→ Problem requirements
How many lines in the material below contain the string "wheel"? Reply with the number alone.

→ Records for processing

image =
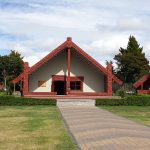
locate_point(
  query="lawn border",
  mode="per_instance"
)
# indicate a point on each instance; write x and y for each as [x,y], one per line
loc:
[69,131]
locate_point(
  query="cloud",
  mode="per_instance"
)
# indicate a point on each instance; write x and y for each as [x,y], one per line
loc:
[34,28]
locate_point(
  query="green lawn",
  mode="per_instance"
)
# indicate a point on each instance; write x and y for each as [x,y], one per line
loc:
[140,114]
[33,128]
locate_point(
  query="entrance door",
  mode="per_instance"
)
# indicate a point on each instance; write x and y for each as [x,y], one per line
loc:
[59,87]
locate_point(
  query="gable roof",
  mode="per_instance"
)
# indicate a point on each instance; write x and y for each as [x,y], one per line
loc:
[70,44]
[141,80]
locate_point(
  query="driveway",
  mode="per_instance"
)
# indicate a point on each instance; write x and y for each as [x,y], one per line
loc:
[97,129]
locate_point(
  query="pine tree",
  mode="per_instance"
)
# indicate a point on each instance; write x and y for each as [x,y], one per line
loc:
[131,62]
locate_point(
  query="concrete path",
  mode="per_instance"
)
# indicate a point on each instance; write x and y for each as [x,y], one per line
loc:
[97,129]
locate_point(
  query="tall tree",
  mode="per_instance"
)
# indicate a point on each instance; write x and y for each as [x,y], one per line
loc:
[131,62]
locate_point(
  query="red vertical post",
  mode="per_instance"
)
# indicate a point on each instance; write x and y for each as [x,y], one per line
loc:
[109,79]
[68,78]
[25,79]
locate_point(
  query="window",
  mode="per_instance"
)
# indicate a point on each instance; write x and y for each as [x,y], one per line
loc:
[41,83]
[75,85]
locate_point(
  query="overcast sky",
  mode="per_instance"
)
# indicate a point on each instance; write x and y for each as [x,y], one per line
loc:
[100,27]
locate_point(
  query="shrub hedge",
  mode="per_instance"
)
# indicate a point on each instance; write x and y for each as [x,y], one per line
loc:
[19,101]
[127,101]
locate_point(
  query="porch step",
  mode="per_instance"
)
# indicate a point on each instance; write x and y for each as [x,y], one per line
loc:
[75,102]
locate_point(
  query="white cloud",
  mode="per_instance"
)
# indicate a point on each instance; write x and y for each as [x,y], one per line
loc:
[100,27]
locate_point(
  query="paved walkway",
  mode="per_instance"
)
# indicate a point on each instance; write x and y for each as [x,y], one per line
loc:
[97,129]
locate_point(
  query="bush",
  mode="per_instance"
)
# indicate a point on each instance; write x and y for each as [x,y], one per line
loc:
[3,93]
[128,101]
[19,101]
[121,92]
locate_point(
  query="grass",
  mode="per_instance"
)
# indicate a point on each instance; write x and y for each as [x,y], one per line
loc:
[140,114]
[33,128]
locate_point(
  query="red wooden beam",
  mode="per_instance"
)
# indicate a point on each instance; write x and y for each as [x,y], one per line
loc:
[68,78]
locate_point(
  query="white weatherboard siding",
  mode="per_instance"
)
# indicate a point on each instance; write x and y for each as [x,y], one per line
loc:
[93,79]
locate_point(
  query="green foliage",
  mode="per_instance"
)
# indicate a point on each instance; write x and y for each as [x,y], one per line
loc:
[131,62]
[19,101]
[121,92]
[3,93]
[128,101]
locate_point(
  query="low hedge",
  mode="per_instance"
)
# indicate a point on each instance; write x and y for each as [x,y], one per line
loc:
[19,101]
[127,101]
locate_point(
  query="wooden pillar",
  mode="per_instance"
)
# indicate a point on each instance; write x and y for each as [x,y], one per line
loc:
[14,88]
[68,78]
[109,79]
[142,86]
[25,79]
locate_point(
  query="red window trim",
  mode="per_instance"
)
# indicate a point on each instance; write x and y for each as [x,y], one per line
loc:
[64,78]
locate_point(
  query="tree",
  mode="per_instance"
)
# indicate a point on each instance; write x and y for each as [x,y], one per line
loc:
[10,66]
[131,62]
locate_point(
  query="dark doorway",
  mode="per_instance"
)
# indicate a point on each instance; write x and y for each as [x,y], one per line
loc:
[59,87]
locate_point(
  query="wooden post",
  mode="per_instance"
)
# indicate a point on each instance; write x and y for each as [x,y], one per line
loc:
[68,78]
[109,79]
[25,81]
[142,86]
[14,88]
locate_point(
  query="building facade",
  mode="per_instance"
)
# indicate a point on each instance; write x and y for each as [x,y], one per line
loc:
[67,70]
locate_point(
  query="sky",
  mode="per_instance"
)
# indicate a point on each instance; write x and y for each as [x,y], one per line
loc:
[100,27]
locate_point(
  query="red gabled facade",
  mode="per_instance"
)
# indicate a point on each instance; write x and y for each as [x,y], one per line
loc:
[68,44]
[143,85]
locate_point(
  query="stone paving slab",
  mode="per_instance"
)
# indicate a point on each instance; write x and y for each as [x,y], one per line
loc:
[98,129]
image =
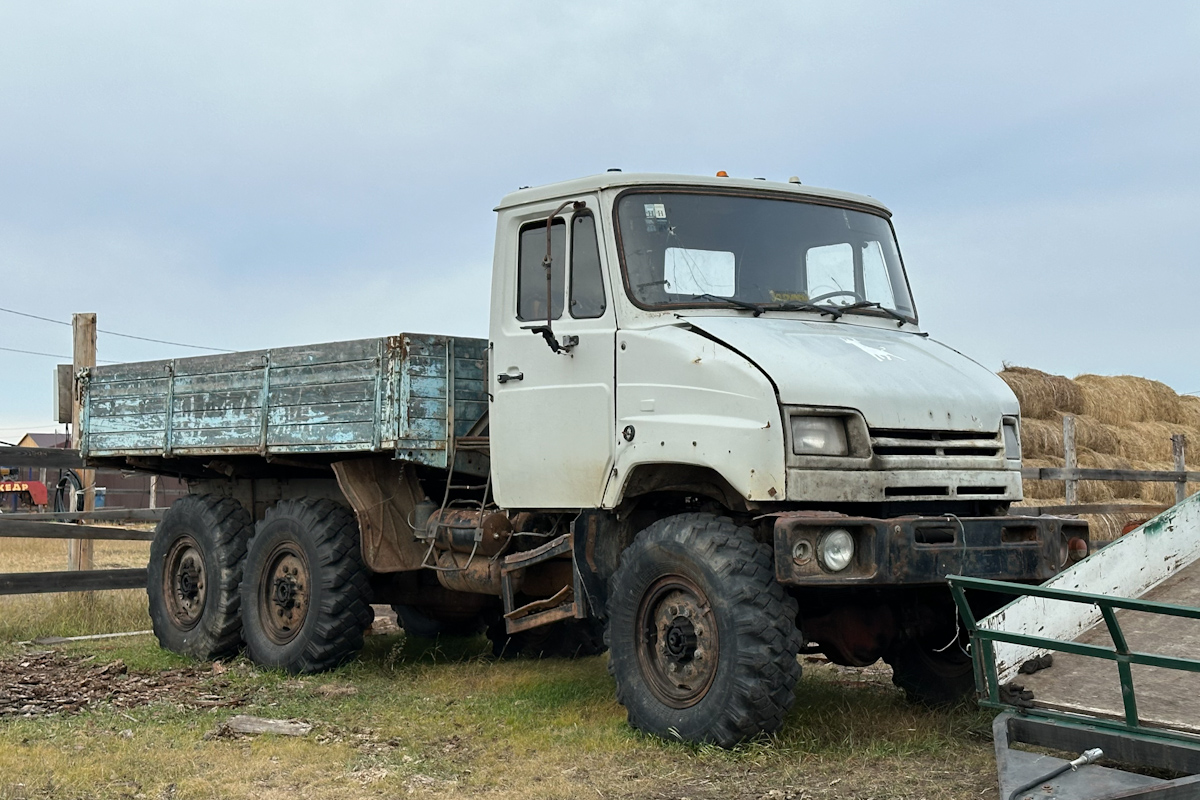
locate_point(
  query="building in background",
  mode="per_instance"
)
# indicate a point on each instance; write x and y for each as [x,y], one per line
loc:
[21,488]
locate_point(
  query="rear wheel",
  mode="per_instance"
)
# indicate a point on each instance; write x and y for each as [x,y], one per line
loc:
[703,638]
[930,677]
[305,594]
[196,564]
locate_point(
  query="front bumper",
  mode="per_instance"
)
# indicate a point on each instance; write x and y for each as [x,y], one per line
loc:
[913,551]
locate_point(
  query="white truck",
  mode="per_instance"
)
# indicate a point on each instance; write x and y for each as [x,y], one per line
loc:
[706,431]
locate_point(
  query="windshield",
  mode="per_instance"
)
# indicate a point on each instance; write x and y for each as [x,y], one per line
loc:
[690,248]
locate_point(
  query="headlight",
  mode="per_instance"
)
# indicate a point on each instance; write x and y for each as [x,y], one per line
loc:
[837,549]
[819,435]
[1012,443]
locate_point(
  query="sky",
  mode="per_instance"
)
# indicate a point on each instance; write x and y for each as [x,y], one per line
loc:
[243,175]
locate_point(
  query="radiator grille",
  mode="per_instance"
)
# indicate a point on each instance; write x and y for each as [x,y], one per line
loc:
[909,441]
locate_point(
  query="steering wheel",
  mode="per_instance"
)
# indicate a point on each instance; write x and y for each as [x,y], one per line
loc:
[857,296]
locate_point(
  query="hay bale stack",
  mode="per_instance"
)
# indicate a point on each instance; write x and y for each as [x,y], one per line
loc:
[1121,422]
[1189,405]
[1041,394]
[1121,400]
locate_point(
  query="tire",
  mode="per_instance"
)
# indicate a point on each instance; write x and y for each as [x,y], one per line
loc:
[417,623]
[196,563]
[930,678]
[573,638]
[305,595]
[697,585]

→ Final answer
2